_TRECHO PARA LEITURA_
Muitos ministros seguiram o exemplo dele fazendo declarações semelhantes.

No ano passado, o ministro da Educação, Satyapal Singh, disse em uma cerimônia de premiação de engenharia que os aviões foram mencionados pela primeira vez no épico hindu Ramayana.

E que o primeiro avião a voar foi inventado por um indiano chamado Shivakar Babuji Talpade, antes dos irmãos Wright e de Santos Dumont.

Em janeiro de 2017, o secretário da Educação do Estado de Rajastão, no oeste do país, declarou que era importante “entender o significado científico” da vaca, já que era o único animal do mundo a inspirar e expirar oxigênio.

Presentational grey line

A principal cúpula científica da Índia também começou a convidar acadêmicos com inclinações nacionalistas hindus que fizeram afirmações igualmente bizarras.

_ENTRADAS_

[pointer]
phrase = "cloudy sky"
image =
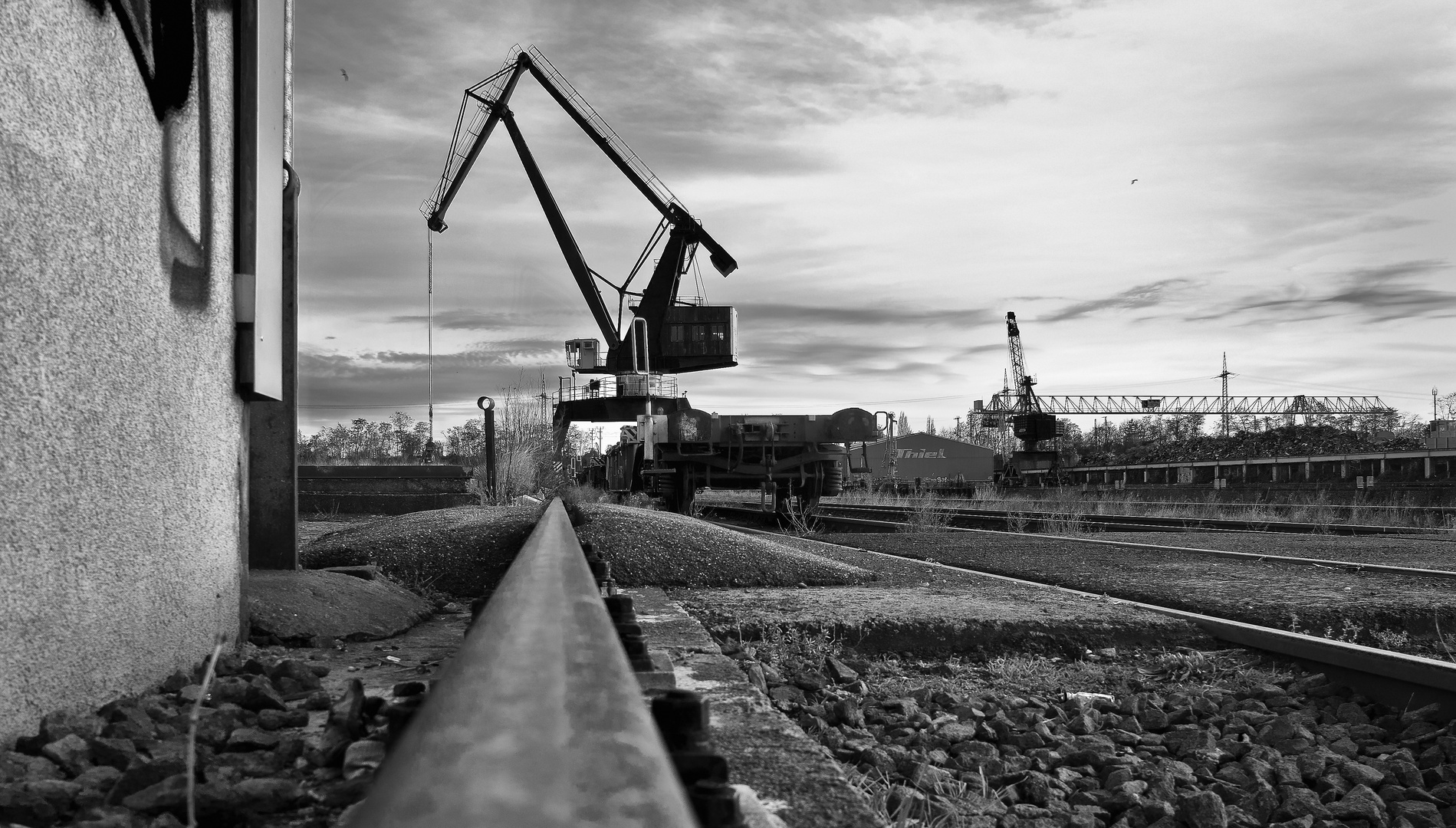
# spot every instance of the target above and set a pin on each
(893, 178)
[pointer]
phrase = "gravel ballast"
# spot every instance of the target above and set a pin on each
(1356, 606)
(932, 609)
(1414, 552)
(1248, 750)
(466, 550)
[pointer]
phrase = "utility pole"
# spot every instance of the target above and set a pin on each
(1225, 400)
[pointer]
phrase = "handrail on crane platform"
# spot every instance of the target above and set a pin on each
(539, 721)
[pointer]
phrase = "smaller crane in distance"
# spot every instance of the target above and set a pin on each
(1030, 424)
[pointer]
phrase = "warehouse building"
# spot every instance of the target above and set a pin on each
(935, 460)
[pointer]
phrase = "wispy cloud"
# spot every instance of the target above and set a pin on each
(1376, 294)
(463, 319)
(829, 317)
(1136, 297)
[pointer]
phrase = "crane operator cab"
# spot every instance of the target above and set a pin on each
(705, 330)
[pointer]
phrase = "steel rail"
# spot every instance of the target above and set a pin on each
(1101, 518)
(1253, 557)
(1399, 680)
(539, 719)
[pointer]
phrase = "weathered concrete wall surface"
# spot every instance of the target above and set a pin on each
(121, 428)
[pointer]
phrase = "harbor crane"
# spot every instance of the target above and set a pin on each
(673, 449)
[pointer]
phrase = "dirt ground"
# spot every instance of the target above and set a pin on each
(1421, 552)
(1365, 607)
(913, 607)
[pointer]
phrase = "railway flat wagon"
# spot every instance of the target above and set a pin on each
(785, 456)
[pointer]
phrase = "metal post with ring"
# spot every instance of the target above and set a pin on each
(487, 406)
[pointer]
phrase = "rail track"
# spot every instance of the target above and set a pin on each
(1034, 518)
(1397, 678)
(541, 719)
(758, 515)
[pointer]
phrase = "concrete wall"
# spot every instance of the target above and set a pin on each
(123, 434)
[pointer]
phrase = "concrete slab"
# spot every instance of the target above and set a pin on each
(301, 606)
(794, 776)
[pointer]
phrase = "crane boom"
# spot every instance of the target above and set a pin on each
(679, 338)
(492, 104)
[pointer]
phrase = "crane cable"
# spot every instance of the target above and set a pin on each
(430, 334)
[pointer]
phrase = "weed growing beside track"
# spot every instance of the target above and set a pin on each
(1151, 740)
(1069, 502)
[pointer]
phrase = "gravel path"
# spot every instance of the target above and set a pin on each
(912, 606)
(1388, 550)
(1350, 604)
(465, 552)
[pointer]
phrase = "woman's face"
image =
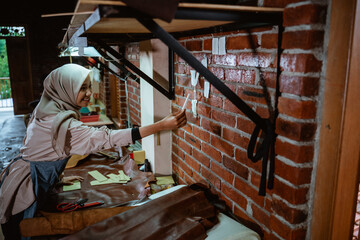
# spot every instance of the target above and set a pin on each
(83, 97)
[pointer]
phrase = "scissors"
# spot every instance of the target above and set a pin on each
(81, 203)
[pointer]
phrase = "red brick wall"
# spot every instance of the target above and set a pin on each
(132, 53)
(212, 147)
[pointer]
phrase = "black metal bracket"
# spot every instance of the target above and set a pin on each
(115, 55)
(266, 125)
(266, 149)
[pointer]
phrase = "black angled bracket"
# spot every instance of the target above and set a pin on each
(267, 127)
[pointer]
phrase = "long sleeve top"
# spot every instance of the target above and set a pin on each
(16, 193)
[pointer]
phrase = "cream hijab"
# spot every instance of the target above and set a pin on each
(61, 88)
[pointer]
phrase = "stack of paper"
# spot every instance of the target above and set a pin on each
(113, 178)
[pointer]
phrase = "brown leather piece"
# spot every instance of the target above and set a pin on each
(111, 194)
(163, 9)
(178, 215)
(66, 223)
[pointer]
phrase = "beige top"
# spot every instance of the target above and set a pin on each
(17, 190)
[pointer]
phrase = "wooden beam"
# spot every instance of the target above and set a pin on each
(196, 5)
(66, 14)
(331, 159)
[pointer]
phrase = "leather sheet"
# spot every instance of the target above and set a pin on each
(183, 214)
(111, 194)
(66, 223)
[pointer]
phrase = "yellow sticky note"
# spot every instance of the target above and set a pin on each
(139, 156)
(98, 176)
(164, 180)
(75, 186)
(114, 177)
(123, 176)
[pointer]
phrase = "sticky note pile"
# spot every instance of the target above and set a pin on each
(75, 186)
(112, 178)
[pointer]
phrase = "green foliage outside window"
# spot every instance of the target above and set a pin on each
(4, 66)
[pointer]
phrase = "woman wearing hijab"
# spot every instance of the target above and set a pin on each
(54, 133)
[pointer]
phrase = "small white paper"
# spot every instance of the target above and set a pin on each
(204, 61)
(184, 106)
(193, 107)
(81, 51)
(194, 77)
(206, 89)
(215, 46)
(222, 46)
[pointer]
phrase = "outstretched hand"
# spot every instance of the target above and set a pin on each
(70, 180)
(174, 120)
(171, 122)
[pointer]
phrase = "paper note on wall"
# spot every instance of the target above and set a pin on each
(75, 186)
(98, 176)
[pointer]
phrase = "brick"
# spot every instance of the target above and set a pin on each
(192, 141)
(290, 214)
(218, 72)
(297, 108)
(211, 126)
(296, 153)
(263, 60)
(235, 138)
(269, 78)
(302, 39)
(302, 86)
(232, 87)
(263, 112)
(278, 3)
(185, 167)
(241, 156)
(210, 177)
(222, 172)
(229, 106)
(184, 146)
(249, 191)
(294, 130)
(223, 117)
(295, 175)
(202, 110)
(191, 119)
(227, 60)
(183, 80)
(241, 42)
(222, 146)
(251, 94)
(199, 156)
(236, 167)
(245, 125)
(180, 68)
(269, 40)
(234, 196)
(240, 76)
(293, 195)
(304, 14)
(247, 221)
(285, 231)
(260, 215)
(208, 44)
(212, 152)
(300, 63)
(200, 133)
(192, 163)
(214, 101)
(195, 45)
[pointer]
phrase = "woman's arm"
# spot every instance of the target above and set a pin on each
(171, 122)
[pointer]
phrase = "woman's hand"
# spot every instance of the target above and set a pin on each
(173, 121)
(70, 180)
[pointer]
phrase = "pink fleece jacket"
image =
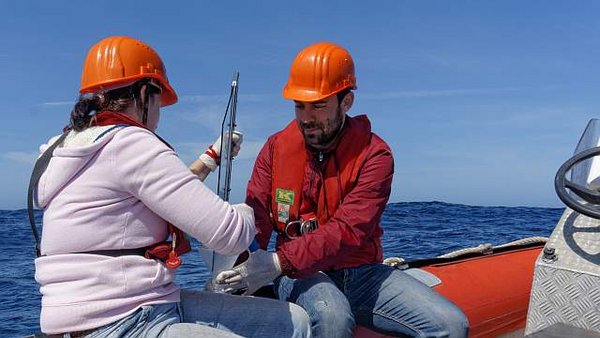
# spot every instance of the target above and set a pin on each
(116, 193)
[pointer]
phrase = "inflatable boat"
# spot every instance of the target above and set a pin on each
(490, 284)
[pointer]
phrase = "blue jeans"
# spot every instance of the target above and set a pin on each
(375, 296)
(206, 314)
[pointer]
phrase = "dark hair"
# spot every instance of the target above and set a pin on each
(116, 100)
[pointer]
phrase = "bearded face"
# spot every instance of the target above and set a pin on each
(319, 121)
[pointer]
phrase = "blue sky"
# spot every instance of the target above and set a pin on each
(480, 101)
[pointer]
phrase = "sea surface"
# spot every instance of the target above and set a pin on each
(412, 230)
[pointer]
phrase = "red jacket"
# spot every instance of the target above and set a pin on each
(349, 235)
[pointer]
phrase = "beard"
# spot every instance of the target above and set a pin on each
(319, 135)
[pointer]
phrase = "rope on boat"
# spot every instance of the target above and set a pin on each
(483, 249)
(487, 248)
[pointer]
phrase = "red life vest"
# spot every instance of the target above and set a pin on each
(340, 173)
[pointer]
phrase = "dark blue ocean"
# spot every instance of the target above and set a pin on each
(412, 230)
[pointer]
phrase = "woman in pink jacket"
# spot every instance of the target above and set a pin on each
(112, 191)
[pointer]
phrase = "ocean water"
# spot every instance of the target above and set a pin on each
(412, 230)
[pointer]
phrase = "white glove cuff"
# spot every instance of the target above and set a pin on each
(210, 162)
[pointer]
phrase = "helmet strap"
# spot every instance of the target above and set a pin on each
(145, 107)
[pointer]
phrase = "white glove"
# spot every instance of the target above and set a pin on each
(212, 156)
(261, 268)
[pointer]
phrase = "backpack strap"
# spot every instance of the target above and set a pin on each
(40, 166)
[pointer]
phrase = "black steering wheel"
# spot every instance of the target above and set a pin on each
(561, 184)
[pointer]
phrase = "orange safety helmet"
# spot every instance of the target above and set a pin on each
(319, 71)
(120, 61)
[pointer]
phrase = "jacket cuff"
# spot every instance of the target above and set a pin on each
(286, 266)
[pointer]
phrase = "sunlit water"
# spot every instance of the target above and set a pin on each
(412, 230)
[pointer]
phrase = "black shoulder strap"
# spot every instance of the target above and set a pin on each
(38, 170)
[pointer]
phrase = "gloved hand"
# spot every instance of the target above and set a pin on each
(212, 156)
(261, 268)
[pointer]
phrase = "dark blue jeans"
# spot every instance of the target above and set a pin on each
(376, 296)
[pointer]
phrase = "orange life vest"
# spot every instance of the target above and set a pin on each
(340, 173)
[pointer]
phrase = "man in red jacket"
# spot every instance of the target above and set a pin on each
(322, 184)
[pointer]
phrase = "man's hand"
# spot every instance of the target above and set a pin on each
(212, 156)
(261, 268)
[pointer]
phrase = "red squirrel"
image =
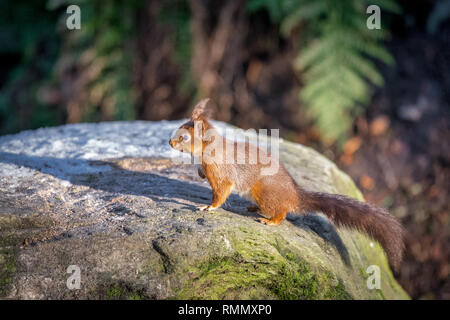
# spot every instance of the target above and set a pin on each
(277, 194)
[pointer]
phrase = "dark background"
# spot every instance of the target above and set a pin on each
(382, 114)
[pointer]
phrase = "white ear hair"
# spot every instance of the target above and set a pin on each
(200, 109)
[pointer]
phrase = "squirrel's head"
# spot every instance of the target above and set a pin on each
(189, 137)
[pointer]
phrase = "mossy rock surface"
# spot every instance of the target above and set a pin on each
(111, 199)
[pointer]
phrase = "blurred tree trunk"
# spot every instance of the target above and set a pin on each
(217, 46)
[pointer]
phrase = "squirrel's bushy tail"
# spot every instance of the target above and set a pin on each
(372, 220)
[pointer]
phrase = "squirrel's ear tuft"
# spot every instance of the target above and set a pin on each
(200, 112)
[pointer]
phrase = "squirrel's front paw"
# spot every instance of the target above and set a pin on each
(206, 208)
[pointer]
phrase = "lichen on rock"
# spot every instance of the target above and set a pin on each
(110, 198)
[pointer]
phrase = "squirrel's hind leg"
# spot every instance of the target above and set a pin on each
(271, 208)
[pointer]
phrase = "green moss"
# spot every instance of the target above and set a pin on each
(248, 274)
(122, 291)
(13, 231)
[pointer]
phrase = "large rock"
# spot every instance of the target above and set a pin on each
(108, 198)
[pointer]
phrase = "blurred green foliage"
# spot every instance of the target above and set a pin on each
(335, 56)
(102, 48)
(27, 31)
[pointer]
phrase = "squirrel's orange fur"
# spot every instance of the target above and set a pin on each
(278, 194)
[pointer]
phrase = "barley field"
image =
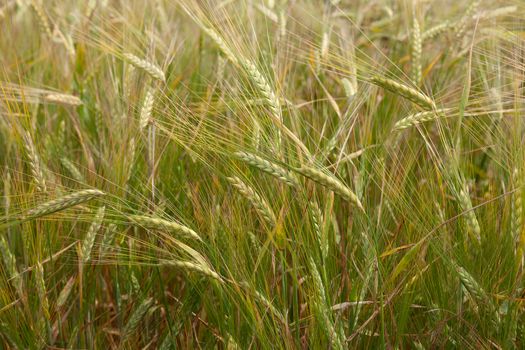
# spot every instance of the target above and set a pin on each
(262, 174)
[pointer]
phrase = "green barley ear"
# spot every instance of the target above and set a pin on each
(147, 108)
(89, 240)
(407, 92)
(332, 183)
(35, 163)
(62, 203)
(416, 52)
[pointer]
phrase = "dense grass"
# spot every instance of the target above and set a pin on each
(262, 174)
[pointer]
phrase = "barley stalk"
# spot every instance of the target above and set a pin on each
(317, 219)
(154, 223)
(62, 203)
(73, 170)
(267, 303)
(260, 205)
(405, 91)
(89, 240)
(65, 292)
(332, 183)
(43, 21)
(517, 208)
(335, 337)
(466, 205)
(35, 163)
(41, 288)
(153, 70)
(10, 264)
(147, 107)
(107, 239)
(268, 167)
(135, 318)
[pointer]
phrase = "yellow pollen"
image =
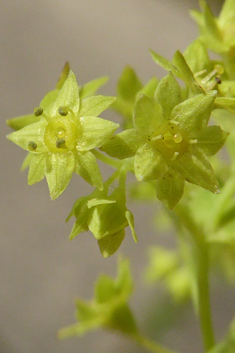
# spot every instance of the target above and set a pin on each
(168, 136)
(61, 133)
(219, 69)
(178, 138)
(32, 146)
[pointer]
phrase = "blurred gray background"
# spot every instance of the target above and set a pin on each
(42, 272)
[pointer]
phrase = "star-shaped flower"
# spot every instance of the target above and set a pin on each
(171, 141)
(61, 142)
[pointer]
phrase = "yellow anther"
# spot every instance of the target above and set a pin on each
(175, 155)
(178, 137)
(219, 69)
(168, 136)
(60, 143)
(61, 132)
(32, 146)
(38, 111)
(155, 138)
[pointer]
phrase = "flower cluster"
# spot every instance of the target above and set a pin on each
(171, 141)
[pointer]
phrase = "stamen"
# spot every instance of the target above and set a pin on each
(168, 136)
(199, 73)
(178, 137)
(63, 111)
(38, 111)
(32, 146)
(61, 132)
(218, 69)
(60, 143)
(193, 141)
(155, 138)
(175, 155)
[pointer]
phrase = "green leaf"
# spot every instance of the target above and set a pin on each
(68, 96)
(98, 201)
(149, 164)
(227, 13)
(124, 281)
(36, 168)
(22, 121)
(168, 94)
(90, 88)
(210, 21)
(128, 85)
(182, 70)
(104, 289)
(194, 113)
(49, 99)
(26, 161)
(225, 103)
(111, 243)
(170, 188)
(211, 139)
(123, 145)
(86, 166)
(63, 76)
(95, 132)
(81, 212)
(160, 60)
(197, 57)
(150, 87)
(196, 169)
(93, 106)
(227, 89)
(147, 116)
(59, 171)
(130, 220)
(107, 219)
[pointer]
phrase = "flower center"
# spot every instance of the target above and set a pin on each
(61, 133)
(170, 140)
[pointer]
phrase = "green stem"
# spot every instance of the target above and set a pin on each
(204, 305)
(107, 160)
(202, 275)
(151, 345)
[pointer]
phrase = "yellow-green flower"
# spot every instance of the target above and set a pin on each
(61, 142)
(105, 214)
(171, 141)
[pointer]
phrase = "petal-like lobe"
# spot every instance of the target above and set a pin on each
(86, 166)
(93, 106)
(168, 94)
(94, 132)
(123, 145)
(194, 113)
(147, 116)
(111, 243)
(36, 168)
(196, 169)
(68, 96)
(149, 163)
(30, 133)
(170, 188)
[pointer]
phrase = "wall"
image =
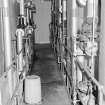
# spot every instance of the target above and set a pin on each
(42, 19)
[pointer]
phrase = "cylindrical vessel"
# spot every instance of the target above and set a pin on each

_TAREFAS A REALIZAR_
**1)** No trecho sobre as declarações de autoridades indianas, qual animal o secretário da Educação do Estado de Rajastão afirmou ser o único do mundo a inspirar e expirar oxigênio?
**2)** Informe somente o número de linhas das entradas que contêm a cadeia "yellow". Maiúsculas e minúsculas são diferenciadas.

_SOLUÇÕES COMENTADAS_
**1)** A vaca.

**2)** 4